• _Source extract_

The Swedish clothing manufacturer H&M opened its first two stores in Israel in 2010, despite pressure from the active Swedish Palestine solidarity movement to live up to its corporate responsibility rhetoric.  Swedish activists launched a massive campaign involving flash mobs, alternative price tags, fashion shows, op-eds, petitions, and many other forms of outreach and pressure.  We had just heard about the Swedish campaign when we started seeing these H&M ads all over town, and decided they were ripe for remaking.
 
Hewlett Packard (HP), a multinational corporation based in Palo Alto, manufactures the “Basel System” technology utilized by the Israeli army at checkpoints in the West Bank and the entrances to besieged Gaza.  The checkpoints restrict Palestinian freedom of movement; they keep students from getting to school and workers from reaching their jobs, restrict farmers’ access to their land, enforce separations between families, and often make it impossible for Palestinians to access necessary medical care.  The role HP is playing in Israel is very similar to that played by IBM and Polaroid in South Africa, which used their technologies to control the movement of Africans.  As documented in the PBS series, “Have You Heard from Johannesburg,” the boycott and divestment campaign initiated by Polaroid workers was the first major anti-apartheid BDS campaign in the United States.

• _Dataset content_
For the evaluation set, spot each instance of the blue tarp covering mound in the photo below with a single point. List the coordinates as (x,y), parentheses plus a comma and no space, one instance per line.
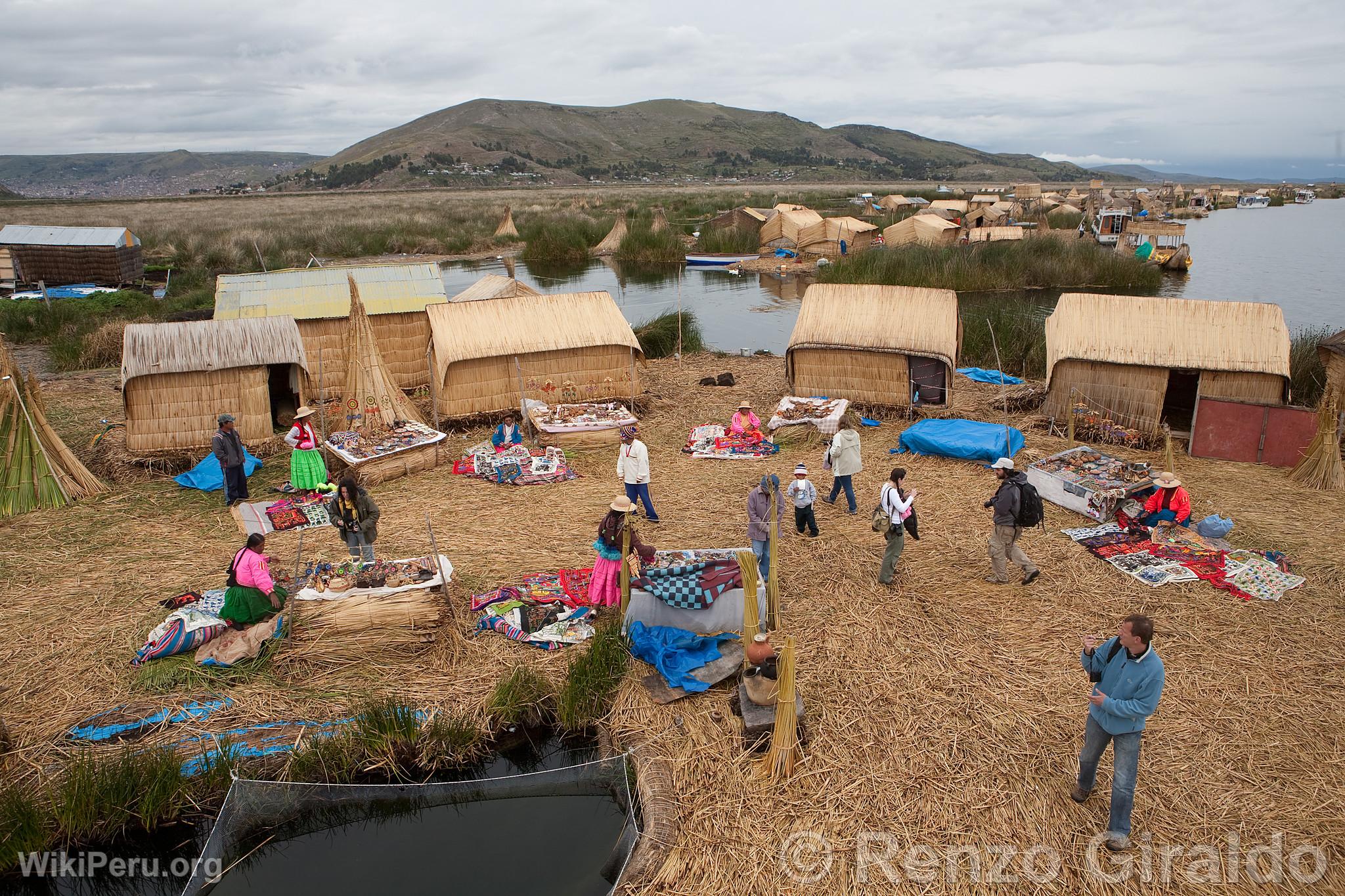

• _What to work on_
A. According to the passage about H&M and HP, in what year did H&M open its first two stores in Israel?
B. Reproduce everything from "The Swedish clothing" down to "ripe for remaking." in the passage about H&M and HP, word for word.
The material was taken from a separate source and is unrelated to the passage about H&M and HP.

• _List of answers_
A. 2010

B.
The Swedish clothing manufacturer H&M opened its first two stores in Israel in 2010, despite pressure from the active Swedish Palestine solidarity movement to live up to its corporate responsibility rhetoric.  Swedish activists launched a massive campaign involving flash mobs, alternative price tags, fashion shows, op-eds, petitions, and many other forms of outreach and pressure.  We had just heard about the Swedish campaign when we started seeing these H&M ads all over town, and decided they were ripe for remaking.